** begin Excerpted data **
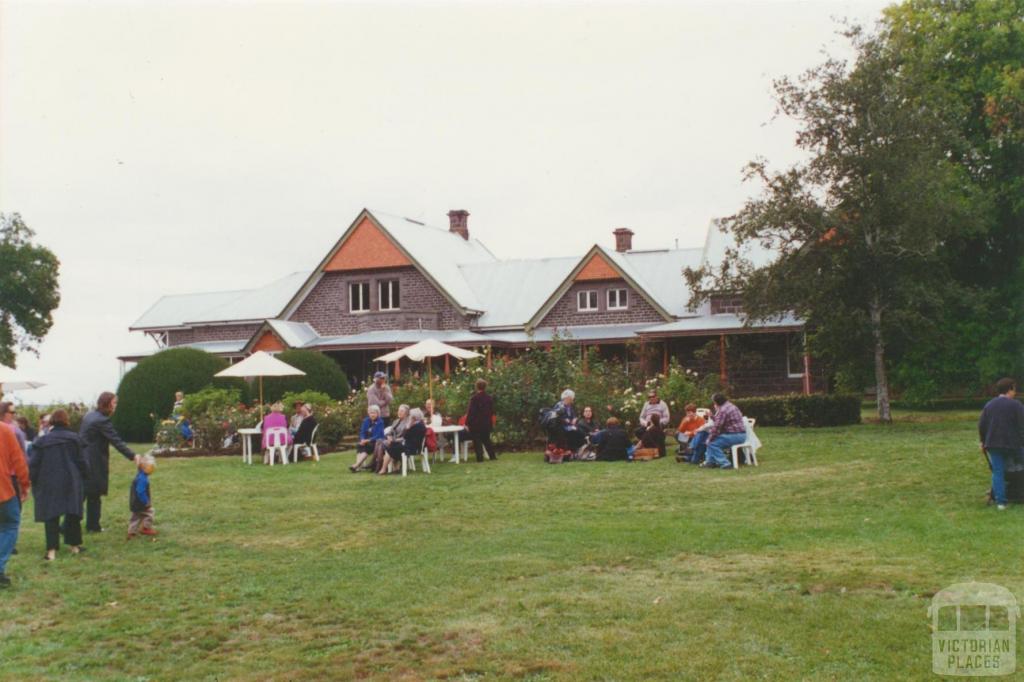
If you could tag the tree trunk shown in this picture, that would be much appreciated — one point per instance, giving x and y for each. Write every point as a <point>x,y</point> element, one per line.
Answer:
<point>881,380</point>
** end Excerpted data **
** begin Excerpted data **
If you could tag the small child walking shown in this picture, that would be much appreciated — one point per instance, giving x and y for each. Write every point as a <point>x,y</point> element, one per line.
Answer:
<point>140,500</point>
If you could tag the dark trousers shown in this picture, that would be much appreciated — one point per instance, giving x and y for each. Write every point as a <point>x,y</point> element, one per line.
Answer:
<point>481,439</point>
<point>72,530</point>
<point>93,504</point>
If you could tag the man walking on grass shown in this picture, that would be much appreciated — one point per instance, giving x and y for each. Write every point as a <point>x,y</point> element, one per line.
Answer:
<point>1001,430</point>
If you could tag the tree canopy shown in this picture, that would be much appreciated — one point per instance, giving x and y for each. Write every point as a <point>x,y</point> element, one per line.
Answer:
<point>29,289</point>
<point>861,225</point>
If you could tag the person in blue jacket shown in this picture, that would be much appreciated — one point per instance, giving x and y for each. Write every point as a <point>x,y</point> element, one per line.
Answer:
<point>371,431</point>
** end Excerpted data **
(Written exercise) Please lay out the lines from the one containing "If you could tag the tree canopy" through the one containing "<point>371,431</point>", inclusive, as a JSON list of strings with one string per line and blank lines left out.

(Solution to this task)
[
  "If you could tag the tree canopy shown in this picture, that would be much appreciated — one point per instance, giving x and y for each. Write every point as a <point>x,y</point> element, one per line.",
  "Answer:",
  "<point>29,289</point>",
  "<point>861,225</point>",
  "If you could tag the person in blue jacket shown in this picture, that would be much appreciated — one point per instance, giving x and y for each. Write every point as a <point>x,y</point> element, one per line.",
  "Answer:",
  "<point>371,431</point>"
]